“The situation in Gaza is an appalling indictment of the deadlock in global relations. The level of death and destruction is shocking in itself, and the war is also spilling over borders across the region and affecting global trades,” UN Secretary-General Antonio Guterres said in his address to the 60th Munich Security Conference on Friday.
Guterres said the humanitarian aid operation is no longer on life support in Gaza but is barely functioning.
“Humanitarians are working under unimaginable conditions, including live fire, multiple physical obstacles — and these are all restrictions — as well as the breakdown of public order.”
Military action in Rafah
Guterres also referred to Israel’s planned military offensive on Rafah in the southern Gaza Strip, saying that the military action on the densely populated city should never take place.
“Rafah is at the core of the entire humanitarian aid operation. An all-out offensive on the city will be devastating for the 1.5 million Palestinian civilians there, who are already on the edge of survival.”
The UN chief reiterated his call for the immediate and unconditional release of all captives held by the Hamas resistance group and a humanitarian cease-fire in the besieged Palestinian territory.
Efforts are underway by regional mediators to establish a new cease-fire in Gaza to end the terrible carnage in the besieged territory.
No temporary truce
US President Joe Biden has called for a temporary truce, but Hamas chief Ismail Haniyeh on Saturday reiterated the group’s demand of a complete cease-fire in Gaza.
High-level negotiations to pause Israel’s war on Gaza were held this week in Cairo but their outcome is still unclear.
In a statement issued on Saturday, Qatar-based Haniyeh reiterated the group’s several demands, including an end to fighting in Gaza.
“The resistance will not agree to anything less than cease-fire, withdrawing of the occupying army from the strip, lifting the oppressive blockade, and providing safe shelter for the displaced people,” he said.

# # # #

* [WHAT TO PRODUCE]:
In the article on Guterres's Munich remarks, swap "captives" for "hostages" and reproduce the passage between "The UN chief" and "besieged Palestinian territory.", inclusive.

* [ENTRIES SUPPLIED]:
# # # #

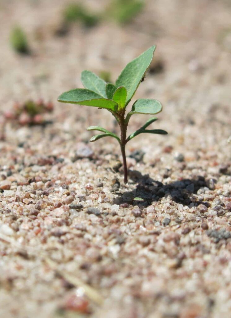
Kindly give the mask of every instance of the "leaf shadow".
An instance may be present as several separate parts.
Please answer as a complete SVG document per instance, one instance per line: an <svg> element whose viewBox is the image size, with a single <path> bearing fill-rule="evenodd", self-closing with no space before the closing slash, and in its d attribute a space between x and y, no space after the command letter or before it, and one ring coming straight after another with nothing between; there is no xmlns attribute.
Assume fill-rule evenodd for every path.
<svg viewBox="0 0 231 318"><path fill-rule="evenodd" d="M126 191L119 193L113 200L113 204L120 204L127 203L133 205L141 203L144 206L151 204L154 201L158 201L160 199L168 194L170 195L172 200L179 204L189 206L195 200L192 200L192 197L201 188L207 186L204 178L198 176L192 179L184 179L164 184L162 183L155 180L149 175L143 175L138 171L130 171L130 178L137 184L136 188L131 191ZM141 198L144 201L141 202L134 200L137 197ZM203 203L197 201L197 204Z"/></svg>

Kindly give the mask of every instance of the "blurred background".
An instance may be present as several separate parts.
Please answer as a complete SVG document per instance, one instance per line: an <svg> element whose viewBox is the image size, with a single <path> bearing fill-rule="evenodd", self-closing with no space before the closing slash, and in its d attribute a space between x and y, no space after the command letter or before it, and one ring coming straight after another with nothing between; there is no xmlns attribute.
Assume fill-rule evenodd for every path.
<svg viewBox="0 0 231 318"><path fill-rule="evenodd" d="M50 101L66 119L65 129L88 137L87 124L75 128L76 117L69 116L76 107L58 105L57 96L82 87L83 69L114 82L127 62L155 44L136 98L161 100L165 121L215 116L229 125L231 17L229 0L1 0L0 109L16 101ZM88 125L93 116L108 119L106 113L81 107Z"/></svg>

# # # #

* [RESULT BELOW]:
The UN chief reiterated his call for the immediate and unconditional release of all hostages held by the Hamas resistance group and a humanitarian cease-fire in the besieged Palestinian territory.